- Text to read -
»»

Newly renovated, the oasis of Arizona's Castle Hot Springs has transformed into a luxurious wellness hot spot.
"This is where it all begins," said our driver as we began the 15-mile drive up a windy and rocky dirt road that was more suggestive of an off-roading trail than the entrance to a wellness resort. We were enveloped by jagged mountains and a sea of funny-looking cacti that peered out from the Sonoran Desert in Morristown, Arizona, about an hour north of the Phoenix Sky Harbor airport. There was no sign of civilization. Every few miles, a grim 4x4 would drive past us causing a cloud of dust that flung small rocks against the side of the SUV, so it seemed unlikely that a luxury resort would be tucked away anywhere close.
It seemed like the middle of nowhere. We drove past a private mine, and I caught a few glimpses of the 10,000-acre Lake Pleasant Regional Park — an outdoor playground for watersports enthusiasts — but I couldn't help wondering where these legendary hot springs were going to appear from.
About 20 minutes and several bumps later, we turned a corner and Shangri La finally emerged. A row of towering palm trees stood tall against the rugged 1,100 acres of lush, verdant grounds, a tranquil pond, and 30 stand-alone bungalows. The gates swung open, and we drove down the palm-tree-lined citrus drive. I rolled down my window and stuck my head out to get a whiff of the perfumed air of fresh lemons and orange blossoms. I could hear the relaxing sound of birds chirping as I gazed at butterflies fluttering and ally my senses were starting to slowly awaken.
This was the moment I learned that Castle Hot Springs was more than just a wellness resort. It was utopia. The closer we got to the resort, the farther my daily worries felt. The only thing I was thinking about was what time they'd serve dinner.

««

- Aim a -
Answer these questions from the Castle Hot Springs passage, keeping the marking:
(i) How many miles long is the dirt-road drive up to the resort?
(ii) How many acres does Lake Pleasant Regional Park cover?
(iii) How many stand-alone bungalows are on the grounds?
The Castle Hot Springs passage and the entries that come after it are unrelated material.

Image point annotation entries

»»

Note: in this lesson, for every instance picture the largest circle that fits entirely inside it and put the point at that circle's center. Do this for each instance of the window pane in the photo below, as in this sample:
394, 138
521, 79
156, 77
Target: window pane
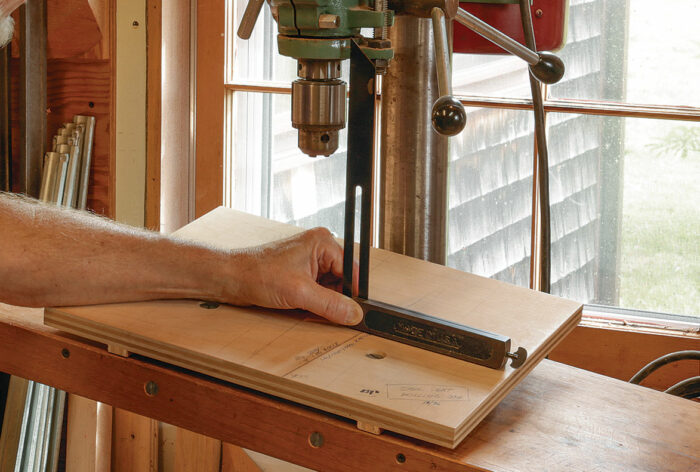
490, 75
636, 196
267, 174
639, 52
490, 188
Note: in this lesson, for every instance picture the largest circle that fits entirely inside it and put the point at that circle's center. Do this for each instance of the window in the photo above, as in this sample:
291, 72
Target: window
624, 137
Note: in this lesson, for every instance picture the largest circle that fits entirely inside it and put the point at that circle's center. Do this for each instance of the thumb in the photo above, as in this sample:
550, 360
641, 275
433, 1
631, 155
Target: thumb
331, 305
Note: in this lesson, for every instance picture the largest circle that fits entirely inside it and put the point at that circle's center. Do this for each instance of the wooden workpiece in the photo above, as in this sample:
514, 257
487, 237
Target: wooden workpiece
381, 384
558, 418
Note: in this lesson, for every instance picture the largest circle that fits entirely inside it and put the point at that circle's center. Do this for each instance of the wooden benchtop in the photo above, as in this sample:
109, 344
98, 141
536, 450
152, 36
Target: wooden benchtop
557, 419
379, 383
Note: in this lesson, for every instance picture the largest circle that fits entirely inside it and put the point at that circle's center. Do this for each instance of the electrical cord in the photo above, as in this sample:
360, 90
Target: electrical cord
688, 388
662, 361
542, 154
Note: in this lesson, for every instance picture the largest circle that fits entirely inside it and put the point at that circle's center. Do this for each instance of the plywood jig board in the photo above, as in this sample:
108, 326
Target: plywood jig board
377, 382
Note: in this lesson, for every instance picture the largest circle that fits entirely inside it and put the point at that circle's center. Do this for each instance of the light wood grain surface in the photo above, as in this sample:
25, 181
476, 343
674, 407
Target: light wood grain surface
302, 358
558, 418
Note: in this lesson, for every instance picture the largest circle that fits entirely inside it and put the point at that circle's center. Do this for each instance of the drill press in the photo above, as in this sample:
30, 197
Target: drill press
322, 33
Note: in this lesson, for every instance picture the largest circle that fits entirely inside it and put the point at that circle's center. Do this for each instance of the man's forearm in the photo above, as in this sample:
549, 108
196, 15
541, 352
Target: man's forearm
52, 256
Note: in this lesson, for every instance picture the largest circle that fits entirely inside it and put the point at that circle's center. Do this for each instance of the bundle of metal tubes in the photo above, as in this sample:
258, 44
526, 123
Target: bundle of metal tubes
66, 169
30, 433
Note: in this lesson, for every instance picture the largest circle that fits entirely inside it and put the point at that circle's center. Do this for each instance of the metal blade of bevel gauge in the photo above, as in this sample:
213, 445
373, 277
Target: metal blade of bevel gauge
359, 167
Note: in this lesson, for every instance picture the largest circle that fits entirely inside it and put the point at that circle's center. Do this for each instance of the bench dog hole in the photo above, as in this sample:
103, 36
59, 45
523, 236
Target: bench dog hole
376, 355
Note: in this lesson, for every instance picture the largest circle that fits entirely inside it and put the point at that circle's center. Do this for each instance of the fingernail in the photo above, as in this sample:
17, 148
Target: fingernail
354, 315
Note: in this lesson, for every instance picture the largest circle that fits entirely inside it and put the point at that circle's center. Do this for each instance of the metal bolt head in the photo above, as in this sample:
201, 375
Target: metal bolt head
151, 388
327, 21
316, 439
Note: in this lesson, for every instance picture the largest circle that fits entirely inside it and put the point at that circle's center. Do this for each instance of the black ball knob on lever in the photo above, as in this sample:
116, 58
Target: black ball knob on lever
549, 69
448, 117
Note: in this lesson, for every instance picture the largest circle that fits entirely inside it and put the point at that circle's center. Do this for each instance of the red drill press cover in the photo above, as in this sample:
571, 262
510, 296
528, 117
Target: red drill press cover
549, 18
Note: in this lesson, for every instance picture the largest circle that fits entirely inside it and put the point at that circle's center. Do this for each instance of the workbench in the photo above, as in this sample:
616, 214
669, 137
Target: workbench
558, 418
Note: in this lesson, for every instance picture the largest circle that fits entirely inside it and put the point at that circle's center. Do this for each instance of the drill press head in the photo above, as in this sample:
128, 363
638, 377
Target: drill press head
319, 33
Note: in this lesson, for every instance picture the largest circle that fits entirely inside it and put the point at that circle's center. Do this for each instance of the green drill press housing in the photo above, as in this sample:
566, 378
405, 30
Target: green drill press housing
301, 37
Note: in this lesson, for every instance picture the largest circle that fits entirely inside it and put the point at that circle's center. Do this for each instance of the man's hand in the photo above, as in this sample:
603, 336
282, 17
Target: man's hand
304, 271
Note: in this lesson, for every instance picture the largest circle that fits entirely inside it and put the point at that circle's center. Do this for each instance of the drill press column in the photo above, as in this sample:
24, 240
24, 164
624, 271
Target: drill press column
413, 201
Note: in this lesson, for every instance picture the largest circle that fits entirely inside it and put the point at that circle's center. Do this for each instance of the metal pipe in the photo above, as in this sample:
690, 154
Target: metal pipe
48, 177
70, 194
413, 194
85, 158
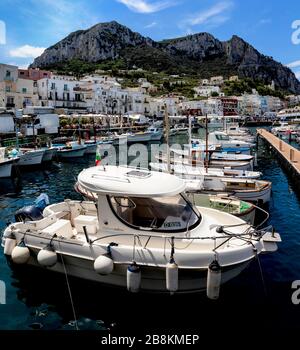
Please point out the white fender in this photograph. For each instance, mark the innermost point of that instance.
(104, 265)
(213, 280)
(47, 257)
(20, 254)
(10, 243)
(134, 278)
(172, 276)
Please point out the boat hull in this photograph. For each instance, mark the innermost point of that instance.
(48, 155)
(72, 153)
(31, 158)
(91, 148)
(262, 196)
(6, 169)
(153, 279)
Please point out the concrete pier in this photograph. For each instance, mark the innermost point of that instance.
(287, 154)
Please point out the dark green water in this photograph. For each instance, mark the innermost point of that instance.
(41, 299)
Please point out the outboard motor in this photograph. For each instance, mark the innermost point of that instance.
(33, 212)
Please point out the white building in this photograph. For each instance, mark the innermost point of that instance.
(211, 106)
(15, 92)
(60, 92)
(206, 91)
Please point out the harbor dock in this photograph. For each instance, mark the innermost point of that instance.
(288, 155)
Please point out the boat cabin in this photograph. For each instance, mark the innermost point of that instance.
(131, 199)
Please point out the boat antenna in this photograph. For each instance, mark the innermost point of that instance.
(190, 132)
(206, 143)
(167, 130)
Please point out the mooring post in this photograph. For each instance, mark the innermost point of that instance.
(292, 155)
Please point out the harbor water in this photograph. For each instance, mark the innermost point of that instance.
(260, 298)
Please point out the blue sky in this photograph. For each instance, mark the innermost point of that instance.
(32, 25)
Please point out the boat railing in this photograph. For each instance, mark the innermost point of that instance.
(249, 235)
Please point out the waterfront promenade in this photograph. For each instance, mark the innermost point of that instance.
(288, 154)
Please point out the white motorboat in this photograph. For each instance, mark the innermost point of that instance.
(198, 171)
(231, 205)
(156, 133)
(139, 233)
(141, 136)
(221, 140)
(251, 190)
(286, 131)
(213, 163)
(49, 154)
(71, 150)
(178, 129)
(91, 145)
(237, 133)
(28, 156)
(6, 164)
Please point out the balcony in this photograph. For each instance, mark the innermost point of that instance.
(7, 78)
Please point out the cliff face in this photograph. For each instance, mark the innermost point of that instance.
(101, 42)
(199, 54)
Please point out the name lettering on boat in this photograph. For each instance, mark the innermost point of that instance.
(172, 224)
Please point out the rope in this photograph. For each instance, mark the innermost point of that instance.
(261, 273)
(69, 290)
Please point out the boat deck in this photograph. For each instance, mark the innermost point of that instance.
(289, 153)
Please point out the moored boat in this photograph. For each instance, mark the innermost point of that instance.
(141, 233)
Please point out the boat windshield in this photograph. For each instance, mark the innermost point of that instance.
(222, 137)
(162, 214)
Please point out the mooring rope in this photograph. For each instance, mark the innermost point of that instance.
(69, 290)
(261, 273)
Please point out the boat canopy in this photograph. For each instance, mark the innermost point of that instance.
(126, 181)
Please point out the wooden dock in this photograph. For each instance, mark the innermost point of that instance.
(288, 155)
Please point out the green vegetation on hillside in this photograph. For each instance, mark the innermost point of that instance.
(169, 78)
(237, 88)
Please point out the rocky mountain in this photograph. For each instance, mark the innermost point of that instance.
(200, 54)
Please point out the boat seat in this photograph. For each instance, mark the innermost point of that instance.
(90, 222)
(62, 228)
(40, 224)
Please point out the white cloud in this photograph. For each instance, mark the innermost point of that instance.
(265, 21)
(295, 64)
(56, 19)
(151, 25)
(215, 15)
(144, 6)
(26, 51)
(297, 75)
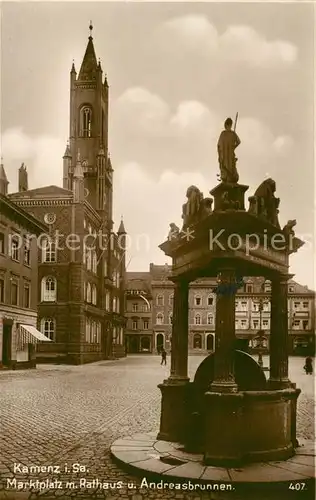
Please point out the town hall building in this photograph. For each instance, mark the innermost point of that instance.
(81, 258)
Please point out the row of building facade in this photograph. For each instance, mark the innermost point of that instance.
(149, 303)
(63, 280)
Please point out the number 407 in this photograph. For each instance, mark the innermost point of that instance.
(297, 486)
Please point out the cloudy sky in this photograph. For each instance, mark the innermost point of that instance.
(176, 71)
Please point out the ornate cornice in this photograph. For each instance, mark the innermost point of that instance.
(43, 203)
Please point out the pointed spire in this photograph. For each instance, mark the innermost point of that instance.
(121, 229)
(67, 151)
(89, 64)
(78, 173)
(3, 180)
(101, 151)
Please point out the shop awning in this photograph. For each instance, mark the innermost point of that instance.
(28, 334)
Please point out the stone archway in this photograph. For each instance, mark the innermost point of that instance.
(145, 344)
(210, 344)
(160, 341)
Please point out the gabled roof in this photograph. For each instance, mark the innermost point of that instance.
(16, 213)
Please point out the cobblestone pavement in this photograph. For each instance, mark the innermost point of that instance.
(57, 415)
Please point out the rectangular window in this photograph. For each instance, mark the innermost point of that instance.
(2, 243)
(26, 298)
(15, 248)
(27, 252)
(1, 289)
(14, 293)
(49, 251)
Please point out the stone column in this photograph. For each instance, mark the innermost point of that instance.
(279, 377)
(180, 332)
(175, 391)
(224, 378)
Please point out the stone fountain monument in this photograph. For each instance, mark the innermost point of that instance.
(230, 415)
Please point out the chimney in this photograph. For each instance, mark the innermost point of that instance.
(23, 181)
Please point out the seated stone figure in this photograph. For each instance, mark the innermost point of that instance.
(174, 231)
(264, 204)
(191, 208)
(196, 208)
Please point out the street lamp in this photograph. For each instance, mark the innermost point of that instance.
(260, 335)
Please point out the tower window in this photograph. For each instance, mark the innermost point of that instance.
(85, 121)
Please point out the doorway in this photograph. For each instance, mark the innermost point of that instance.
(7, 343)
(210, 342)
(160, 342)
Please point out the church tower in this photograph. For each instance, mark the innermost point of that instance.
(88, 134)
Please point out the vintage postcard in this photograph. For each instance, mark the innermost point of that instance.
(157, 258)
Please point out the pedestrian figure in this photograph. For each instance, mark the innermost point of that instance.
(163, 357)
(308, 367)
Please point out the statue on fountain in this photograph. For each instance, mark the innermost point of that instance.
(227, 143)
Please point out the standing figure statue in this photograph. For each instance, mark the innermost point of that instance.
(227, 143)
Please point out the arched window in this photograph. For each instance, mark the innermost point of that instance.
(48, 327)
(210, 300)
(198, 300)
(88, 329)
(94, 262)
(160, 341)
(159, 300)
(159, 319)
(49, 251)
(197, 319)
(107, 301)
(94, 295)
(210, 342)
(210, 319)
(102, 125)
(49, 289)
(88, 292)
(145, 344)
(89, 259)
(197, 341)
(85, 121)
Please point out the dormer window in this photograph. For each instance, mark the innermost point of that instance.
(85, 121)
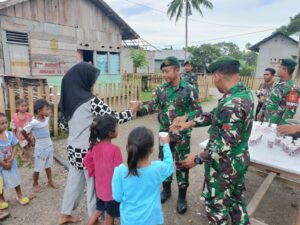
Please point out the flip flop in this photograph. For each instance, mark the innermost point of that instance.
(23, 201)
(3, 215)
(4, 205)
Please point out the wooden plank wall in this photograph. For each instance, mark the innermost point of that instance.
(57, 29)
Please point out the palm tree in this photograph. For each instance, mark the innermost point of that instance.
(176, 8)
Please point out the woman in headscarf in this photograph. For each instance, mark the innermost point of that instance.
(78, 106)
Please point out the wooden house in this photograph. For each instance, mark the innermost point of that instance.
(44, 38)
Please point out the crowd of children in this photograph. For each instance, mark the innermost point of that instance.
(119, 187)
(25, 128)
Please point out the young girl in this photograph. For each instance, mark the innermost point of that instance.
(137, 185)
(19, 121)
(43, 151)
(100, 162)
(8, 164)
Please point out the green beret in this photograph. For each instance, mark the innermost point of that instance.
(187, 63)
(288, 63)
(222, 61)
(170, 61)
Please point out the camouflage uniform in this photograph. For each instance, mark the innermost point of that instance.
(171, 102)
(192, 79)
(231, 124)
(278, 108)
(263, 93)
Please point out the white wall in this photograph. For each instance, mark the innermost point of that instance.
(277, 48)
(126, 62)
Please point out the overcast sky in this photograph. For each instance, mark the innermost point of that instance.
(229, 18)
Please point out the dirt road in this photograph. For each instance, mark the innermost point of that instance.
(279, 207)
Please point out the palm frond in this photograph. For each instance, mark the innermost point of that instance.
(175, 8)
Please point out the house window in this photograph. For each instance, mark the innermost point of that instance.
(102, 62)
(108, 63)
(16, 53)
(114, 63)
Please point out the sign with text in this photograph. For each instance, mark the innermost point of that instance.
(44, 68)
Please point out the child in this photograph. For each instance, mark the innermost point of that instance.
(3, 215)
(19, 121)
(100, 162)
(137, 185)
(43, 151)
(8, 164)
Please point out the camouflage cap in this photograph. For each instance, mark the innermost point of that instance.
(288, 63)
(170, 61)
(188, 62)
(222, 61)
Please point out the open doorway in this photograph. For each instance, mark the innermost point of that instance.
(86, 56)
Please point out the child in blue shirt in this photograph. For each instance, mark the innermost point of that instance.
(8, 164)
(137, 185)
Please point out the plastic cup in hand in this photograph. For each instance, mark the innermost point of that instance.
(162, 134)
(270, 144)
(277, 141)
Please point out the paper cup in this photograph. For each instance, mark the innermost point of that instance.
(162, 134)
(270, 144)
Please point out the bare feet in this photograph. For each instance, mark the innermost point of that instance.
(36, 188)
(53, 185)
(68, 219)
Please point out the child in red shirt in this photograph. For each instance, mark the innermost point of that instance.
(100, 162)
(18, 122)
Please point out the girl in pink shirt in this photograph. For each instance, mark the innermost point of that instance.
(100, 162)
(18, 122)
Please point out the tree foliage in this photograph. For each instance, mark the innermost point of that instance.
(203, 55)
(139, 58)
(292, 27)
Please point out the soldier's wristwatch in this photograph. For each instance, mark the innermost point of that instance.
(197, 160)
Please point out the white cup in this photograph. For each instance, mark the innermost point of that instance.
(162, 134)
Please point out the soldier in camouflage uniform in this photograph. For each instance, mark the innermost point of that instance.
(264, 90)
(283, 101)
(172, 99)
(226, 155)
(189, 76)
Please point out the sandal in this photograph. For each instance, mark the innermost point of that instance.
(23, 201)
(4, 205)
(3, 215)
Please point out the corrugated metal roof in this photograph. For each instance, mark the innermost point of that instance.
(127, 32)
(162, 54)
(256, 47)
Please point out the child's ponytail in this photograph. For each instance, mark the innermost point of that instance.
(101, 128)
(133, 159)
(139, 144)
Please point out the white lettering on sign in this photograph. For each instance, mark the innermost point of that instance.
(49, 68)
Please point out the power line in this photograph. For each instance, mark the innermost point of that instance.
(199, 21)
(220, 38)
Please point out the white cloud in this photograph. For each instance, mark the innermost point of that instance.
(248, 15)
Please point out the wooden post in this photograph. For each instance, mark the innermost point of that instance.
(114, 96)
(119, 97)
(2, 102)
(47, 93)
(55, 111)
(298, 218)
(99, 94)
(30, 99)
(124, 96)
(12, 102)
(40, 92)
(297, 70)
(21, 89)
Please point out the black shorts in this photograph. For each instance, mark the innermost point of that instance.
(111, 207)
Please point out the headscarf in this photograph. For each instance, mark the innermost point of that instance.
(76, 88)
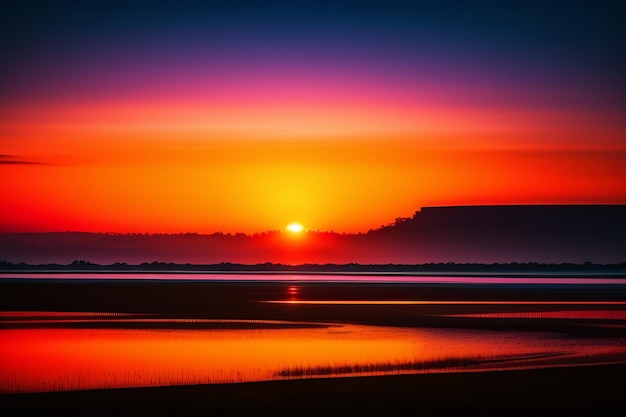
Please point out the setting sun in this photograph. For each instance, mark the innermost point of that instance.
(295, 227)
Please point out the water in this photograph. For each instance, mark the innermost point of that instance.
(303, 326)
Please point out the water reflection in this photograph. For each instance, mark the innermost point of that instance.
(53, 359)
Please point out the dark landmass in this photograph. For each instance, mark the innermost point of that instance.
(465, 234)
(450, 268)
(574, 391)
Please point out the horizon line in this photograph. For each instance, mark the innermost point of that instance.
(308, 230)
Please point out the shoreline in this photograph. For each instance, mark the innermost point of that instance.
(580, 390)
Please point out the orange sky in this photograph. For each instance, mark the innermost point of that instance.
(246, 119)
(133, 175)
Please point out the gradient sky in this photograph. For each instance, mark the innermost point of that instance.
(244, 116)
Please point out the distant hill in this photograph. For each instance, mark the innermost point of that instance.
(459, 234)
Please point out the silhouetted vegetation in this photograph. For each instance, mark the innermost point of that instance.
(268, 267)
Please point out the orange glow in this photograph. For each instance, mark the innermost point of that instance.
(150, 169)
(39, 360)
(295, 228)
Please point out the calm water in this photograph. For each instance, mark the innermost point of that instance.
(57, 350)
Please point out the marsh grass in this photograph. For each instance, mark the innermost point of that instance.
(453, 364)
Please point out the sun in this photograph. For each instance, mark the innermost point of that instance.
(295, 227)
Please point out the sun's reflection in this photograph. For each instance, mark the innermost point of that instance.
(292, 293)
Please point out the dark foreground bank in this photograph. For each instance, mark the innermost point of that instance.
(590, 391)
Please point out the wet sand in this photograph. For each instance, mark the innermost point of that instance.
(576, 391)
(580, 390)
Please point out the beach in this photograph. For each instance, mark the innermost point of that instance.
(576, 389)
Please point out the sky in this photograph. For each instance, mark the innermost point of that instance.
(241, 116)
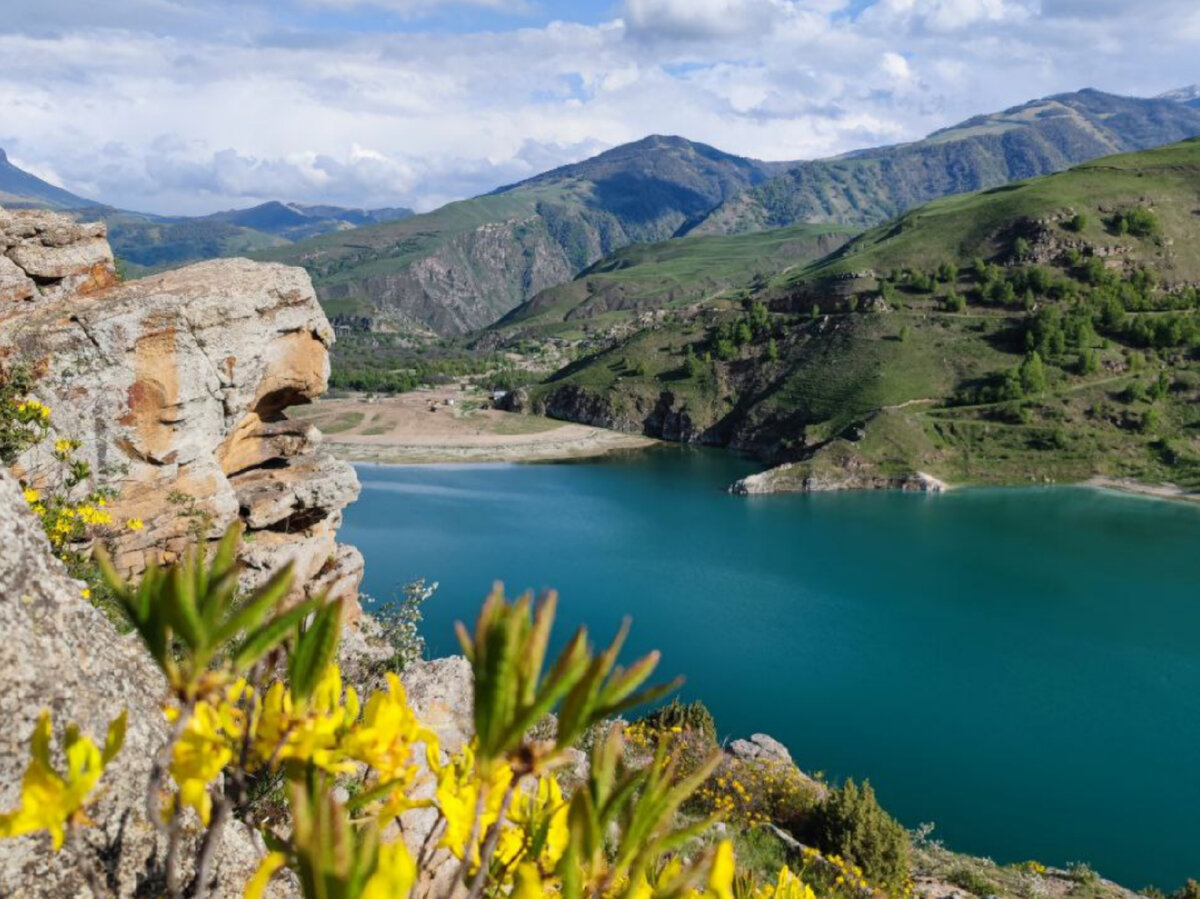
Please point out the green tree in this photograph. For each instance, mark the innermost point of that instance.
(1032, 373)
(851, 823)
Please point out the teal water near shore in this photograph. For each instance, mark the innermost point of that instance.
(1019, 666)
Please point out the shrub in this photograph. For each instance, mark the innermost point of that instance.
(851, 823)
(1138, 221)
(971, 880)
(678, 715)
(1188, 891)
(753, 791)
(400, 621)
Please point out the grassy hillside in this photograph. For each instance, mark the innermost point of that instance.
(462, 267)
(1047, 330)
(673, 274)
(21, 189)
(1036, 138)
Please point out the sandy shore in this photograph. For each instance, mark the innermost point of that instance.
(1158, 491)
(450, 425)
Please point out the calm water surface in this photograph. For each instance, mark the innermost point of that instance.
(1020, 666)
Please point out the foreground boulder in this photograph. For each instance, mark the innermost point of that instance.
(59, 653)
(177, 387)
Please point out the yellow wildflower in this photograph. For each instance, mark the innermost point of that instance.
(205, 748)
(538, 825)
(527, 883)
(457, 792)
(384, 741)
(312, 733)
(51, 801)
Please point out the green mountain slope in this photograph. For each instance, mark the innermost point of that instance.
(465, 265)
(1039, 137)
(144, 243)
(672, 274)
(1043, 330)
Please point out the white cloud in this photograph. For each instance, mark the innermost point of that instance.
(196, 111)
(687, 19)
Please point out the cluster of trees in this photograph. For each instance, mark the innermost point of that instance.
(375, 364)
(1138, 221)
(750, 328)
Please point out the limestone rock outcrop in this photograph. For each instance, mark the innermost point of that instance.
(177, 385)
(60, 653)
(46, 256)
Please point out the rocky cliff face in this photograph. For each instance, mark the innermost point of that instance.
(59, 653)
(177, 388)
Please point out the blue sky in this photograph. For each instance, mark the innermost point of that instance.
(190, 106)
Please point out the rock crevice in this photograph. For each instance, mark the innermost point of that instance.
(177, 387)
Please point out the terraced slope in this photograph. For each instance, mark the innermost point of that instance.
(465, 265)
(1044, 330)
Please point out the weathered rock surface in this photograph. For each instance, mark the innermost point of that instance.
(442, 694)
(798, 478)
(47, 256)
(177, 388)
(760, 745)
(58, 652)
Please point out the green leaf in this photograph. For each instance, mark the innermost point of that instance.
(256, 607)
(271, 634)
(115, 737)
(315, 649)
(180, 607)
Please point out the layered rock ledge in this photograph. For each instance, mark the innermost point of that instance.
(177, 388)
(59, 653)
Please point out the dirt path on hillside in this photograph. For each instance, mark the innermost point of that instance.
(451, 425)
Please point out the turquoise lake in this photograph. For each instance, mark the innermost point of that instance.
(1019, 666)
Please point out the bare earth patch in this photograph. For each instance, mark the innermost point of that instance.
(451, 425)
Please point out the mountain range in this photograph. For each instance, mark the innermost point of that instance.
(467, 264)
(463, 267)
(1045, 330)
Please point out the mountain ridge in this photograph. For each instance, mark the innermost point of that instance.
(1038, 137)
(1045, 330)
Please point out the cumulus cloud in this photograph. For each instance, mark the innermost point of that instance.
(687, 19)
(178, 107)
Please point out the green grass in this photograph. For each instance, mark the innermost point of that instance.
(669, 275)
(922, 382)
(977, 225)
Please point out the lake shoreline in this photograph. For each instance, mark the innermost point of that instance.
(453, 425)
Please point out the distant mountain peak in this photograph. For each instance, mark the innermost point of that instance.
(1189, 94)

««

- Aim b -
Filter the entries above and copy every line that contains the string "lettering".

- Correct response a -
(i) 15 miles
(ii) 10,000 acres
(iii) 30

- Correct response b -
Please point out the name lettering on boat in this photograph. For each instance, mark the innermost point of that instance.
Please point out the white lettering on sign in this photograph. For each instance, mark the innermost point of that instance.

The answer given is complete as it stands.